### SOURCE EXTRACT
19
\$\begingroup\$

Concept

Write a program that outputs code in its programming language. That code, when executed, must output the original program.

Rules

  • Since this is a cheating quine, you can read the original source code.
  • First output program must be in the same language as the original program.
  • You may not output a regular quine. The two programs must be different.
  • Standard loopholes apply.
  • This is so shortest answer wins, however it will not be selected.
\$\endgroup\$
  • \$\begingroup\$ I'm still not entirely sure what constitutes a semi-quine. \$\endgroup\$ – Conor O'Brien Dec 11 '16 at 23:36
  • \$\begingroup\$ @ConorO'Brien It outputs a program that outputs the original program \$\endgroup\$ – dkudriavtsev Dec 11 '16 at 23:37
  • 1
    \$\begingroup\$ I see. The wording is quite vague. \$\endgroup\$ – Conor O'Brien Dec 11 '16 at 23:40
  • 2
    \$\begingroup\$ Why wont the shortest answer be selected? Is this a Catalog? \$\endgroup\$ – ATaco Dec 12 '16 at 0:38
  • 1
    \$\begingroup\$ Just for the record, I'd call it a mutual quine (that challenge requires different languages though). \$\endgroup\$ – Martin Ender Dec 12 '16 at 8:02

11 Answers 11

28
\$\begingroup\$

Bash + coreutils, 11 bytes

tr xy yx<$0

This prints

tr yx xy<$0

Try it online!

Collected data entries
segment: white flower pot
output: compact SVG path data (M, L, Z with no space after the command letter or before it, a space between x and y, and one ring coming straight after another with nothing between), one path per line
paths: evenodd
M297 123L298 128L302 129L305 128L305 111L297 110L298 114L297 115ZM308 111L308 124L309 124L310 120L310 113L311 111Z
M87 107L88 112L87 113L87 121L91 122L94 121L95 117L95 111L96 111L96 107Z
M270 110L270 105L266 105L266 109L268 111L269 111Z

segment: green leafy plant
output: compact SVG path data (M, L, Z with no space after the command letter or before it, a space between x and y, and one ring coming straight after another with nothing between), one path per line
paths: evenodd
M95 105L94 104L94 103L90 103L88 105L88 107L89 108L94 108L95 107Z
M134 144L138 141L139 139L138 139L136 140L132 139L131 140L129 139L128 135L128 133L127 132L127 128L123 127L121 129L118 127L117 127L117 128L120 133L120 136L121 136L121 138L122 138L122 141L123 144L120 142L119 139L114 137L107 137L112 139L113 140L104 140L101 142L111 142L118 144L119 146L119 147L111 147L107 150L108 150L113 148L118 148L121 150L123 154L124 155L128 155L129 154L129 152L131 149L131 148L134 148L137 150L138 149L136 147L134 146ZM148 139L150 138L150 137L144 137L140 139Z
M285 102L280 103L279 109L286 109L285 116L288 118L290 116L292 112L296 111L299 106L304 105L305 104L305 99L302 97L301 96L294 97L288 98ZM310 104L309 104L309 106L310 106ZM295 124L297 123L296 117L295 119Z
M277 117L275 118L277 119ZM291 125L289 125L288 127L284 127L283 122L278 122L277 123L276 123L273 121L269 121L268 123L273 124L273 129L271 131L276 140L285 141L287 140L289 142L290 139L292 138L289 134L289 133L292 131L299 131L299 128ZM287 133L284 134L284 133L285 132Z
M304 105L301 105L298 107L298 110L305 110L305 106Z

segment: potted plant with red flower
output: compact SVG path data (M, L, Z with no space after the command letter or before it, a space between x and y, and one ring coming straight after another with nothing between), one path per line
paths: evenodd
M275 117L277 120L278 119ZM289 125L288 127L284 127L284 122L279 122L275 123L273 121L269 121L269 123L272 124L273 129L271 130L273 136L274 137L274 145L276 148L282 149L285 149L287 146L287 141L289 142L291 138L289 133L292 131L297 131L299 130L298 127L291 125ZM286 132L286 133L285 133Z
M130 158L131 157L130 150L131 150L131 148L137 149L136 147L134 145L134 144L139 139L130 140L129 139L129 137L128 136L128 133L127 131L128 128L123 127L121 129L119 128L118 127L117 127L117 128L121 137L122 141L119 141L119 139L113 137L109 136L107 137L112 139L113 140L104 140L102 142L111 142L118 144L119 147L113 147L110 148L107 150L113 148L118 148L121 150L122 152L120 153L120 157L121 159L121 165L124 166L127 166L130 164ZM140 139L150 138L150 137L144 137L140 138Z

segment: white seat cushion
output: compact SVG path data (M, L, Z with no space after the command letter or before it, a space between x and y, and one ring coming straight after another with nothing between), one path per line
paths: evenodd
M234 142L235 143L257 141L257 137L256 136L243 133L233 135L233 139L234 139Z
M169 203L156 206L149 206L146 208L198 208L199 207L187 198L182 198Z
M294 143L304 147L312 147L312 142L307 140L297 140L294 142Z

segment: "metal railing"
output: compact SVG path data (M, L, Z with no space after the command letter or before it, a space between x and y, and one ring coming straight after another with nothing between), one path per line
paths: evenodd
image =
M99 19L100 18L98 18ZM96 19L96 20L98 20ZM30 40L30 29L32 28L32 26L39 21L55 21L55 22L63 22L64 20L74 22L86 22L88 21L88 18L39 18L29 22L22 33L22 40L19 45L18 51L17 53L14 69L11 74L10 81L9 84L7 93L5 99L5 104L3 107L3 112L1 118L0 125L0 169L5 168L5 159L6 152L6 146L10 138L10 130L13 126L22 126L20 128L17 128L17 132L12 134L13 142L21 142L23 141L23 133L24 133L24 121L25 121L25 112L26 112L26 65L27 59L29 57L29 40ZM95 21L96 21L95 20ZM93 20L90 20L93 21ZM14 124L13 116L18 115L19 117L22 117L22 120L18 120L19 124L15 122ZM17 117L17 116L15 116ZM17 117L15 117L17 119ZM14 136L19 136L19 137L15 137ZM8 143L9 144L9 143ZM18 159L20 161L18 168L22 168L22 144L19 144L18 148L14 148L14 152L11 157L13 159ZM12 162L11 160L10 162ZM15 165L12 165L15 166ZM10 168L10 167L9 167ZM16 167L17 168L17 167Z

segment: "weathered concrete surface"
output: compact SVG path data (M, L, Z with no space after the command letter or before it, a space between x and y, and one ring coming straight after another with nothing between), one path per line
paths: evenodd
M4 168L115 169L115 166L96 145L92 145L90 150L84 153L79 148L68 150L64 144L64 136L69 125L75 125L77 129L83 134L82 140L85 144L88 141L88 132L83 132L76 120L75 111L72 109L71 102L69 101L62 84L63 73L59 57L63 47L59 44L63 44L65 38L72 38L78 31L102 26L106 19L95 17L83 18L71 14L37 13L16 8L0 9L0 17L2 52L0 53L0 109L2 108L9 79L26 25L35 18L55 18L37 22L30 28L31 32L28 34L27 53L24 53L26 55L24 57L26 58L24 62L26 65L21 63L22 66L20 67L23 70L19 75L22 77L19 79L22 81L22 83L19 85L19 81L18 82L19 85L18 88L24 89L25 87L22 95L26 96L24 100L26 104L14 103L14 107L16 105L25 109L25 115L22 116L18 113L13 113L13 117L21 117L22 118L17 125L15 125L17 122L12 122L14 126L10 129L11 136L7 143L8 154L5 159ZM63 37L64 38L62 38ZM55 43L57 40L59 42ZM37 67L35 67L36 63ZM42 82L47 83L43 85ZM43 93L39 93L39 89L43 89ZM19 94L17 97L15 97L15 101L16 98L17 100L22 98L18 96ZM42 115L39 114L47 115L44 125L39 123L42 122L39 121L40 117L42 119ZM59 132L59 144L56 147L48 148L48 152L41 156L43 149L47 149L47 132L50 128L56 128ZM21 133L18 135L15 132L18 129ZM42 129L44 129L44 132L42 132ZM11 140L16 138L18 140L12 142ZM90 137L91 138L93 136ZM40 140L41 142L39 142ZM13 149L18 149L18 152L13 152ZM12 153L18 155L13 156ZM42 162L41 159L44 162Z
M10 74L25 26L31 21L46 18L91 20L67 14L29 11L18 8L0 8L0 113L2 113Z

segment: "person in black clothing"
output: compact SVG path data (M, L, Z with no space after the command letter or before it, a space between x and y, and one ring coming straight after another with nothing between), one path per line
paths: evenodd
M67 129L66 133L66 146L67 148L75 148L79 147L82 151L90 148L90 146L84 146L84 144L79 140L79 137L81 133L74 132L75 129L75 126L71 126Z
...
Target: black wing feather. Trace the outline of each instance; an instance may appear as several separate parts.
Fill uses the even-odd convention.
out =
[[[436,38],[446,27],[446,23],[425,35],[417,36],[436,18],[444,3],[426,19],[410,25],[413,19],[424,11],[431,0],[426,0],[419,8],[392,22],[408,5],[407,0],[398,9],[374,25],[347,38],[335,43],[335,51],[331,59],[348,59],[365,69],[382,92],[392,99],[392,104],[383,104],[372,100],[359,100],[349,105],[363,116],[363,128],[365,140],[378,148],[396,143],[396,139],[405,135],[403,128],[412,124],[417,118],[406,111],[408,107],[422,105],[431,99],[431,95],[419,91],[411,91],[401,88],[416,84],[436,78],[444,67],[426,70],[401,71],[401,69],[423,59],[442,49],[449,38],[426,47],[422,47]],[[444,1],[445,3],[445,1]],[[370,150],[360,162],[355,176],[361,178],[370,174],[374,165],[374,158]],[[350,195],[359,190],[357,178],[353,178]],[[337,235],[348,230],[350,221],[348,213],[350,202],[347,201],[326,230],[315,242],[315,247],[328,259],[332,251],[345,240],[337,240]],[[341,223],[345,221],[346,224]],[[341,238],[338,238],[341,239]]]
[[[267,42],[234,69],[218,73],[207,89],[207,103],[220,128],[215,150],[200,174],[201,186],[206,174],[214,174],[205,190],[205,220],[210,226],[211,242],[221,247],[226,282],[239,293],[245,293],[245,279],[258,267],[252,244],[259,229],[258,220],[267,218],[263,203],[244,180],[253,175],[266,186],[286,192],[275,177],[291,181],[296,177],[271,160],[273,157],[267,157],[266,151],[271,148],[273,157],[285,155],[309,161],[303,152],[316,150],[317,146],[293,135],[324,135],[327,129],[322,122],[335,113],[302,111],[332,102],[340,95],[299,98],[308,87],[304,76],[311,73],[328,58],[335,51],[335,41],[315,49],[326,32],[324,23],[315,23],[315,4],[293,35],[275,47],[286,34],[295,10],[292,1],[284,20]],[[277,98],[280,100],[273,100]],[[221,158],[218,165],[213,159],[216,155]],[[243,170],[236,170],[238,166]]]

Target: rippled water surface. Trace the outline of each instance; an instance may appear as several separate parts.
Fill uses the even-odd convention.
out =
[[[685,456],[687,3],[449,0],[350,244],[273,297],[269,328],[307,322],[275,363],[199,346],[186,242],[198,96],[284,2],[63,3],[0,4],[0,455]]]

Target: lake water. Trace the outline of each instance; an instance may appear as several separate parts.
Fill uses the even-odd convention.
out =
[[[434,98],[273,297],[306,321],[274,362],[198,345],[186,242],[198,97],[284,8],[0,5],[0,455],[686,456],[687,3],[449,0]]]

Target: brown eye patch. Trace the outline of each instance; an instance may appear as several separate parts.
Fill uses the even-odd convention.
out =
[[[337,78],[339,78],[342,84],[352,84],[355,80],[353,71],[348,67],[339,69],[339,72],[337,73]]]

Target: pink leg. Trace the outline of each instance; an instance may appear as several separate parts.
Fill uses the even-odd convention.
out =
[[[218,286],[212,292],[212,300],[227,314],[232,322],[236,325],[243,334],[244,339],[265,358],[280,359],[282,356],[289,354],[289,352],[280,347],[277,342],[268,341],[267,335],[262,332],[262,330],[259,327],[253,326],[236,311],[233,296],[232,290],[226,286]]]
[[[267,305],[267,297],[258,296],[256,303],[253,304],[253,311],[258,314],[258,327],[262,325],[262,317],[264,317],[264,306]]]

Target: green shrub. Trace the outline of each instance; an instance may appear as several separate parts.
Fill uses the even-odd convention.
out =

### JOBS
1. From the rows, reproduce verbatim the section that opens with the line containing "segment: white seat cushion" and closes with the line containing "M99 19L100 18L98", both of those lines included.
2. Continue the thread about the cheating quine challenge from its last line.

### PER-TASK OUTPUTS
1.
segment: white seat cushion
output: compact SVG path data (M, L, Z with no space after the command letter or before it, a space between x and y, and one ring coming straight after another with nothing between), one path per line
paths: evenodd
M234 142L235 143L257 141L257 137L256 136L243 133L233 135L233 139L234 139Z
M169 203L156 206L149 206L146 208L198 208L199 207L187 198L182 198Z
M294 143L304 147L312 147L312 142L307 140L297 140L294 142Z

segment: "metal railing"
output: compact SVG path data (M, L, Z with no space after the command letter or before it, a space between x and y, and one ring coming straight after another with nothing between), one path per line
paths: evenodd
image =
M99 19L100 18L98 18ZM96 19L96 20L98 20ZM30 40L30 29L32 28L32 26L39 21L55 21L55 22L63 22L64 20L74 22L86 22L88 21L88 18L39 18L29 22L22 33L22 40L19 45L18 51L17 53L14 69L11 74L10 81L9 84L7 93L5 99L5 104L3 107L3 112L1 118L0 125L0 169L5 168L5 159L6 152L6 146L10 138L10 130L13 126L22 126L20 128L17 128L17 132L12 134L13 142L21 142L23 141L23 133L24 133L24 121L25 121L25 112L26 112L26 65L27 59L29 57L29 40ZM95 21L96 21L95 20ZM93 20L90 20L93 21ZM14 124L13 116L18 115L19 117L22 117L22 120L18 120L19 124L15 122ZM17 117L17 116L15 116ZM17 117L15 117L17 119ZM14 136L19 136L19 137L15 137ZM8 143L9 144L9 143ZM18 159L20 161L18 168L22 168L22 144L19 144L18 148L14 148L14 152L11 157L13 159ZM12 162L11 160L10 162ZM15 165L12 165L15 166ZM10 168L10 167L9 167ZM16 167L17 168L17 167Z

2.
In turn, that prints

tr xy yx<$0
\$\endgroup\$
  • 1
    \$\begingroup\$ Not a cheat and in a common language. \$\endgroup\$ – denson Dec 12 '16 at 8:49
  • 8
    \$\begingroup\$ I think the tr command is redirected to $0 which is its own source code. So it is "cheaty". \$\endgroup\$ – Roman Gräf Dec 12 '16 at 12:04
21
\$\begingroup\$

Snails, 0 bytes



The second program is

1

The first program counts the number of matches of the empty pattern on the empty input (which really has area 0, but the pattern is always run at least once as a hack to allow programs to decide what they want to print on empty input). The second program begins with a quantifier (like {1} in regex), which causes a parse error. Since the program does not parse successfully, STDOUT is the empty string.

\$\endgroup\$
  • \$\begingroup\$ I thought there was probably a language that did this (i.e. null program succeeds with a nonempty result, but that result does nothing as a program). I tried HOMESPRING but couldn't get the interpreter to work. Looks like you found another language where it works, though. (Do you have a link to an interpreter?) \$\endgroup\$ – user62131 Dec 12 '16 at 23:47
  • \$\begingroup\$ @ais523 github.com/feresum/PMA or tio.run/nexus/snails​. \$\endgroup\$ – feersum Dec 12 '16 at 23:49
20
\$\begingroup\$

7, 2 bytes

7 uses a 3-bit character set, but takes input packed into bytes (and according to meta, languages with sub-byte character sets are counted using bytes for the file on disk). Here's an xxd dump of the program:

00000000: 4cf4                                     L.

When giving this file to the 7 interpreter, it will output the following program:

00000000: 4fa6 7f                                  O..

which will then in turn output the original program again.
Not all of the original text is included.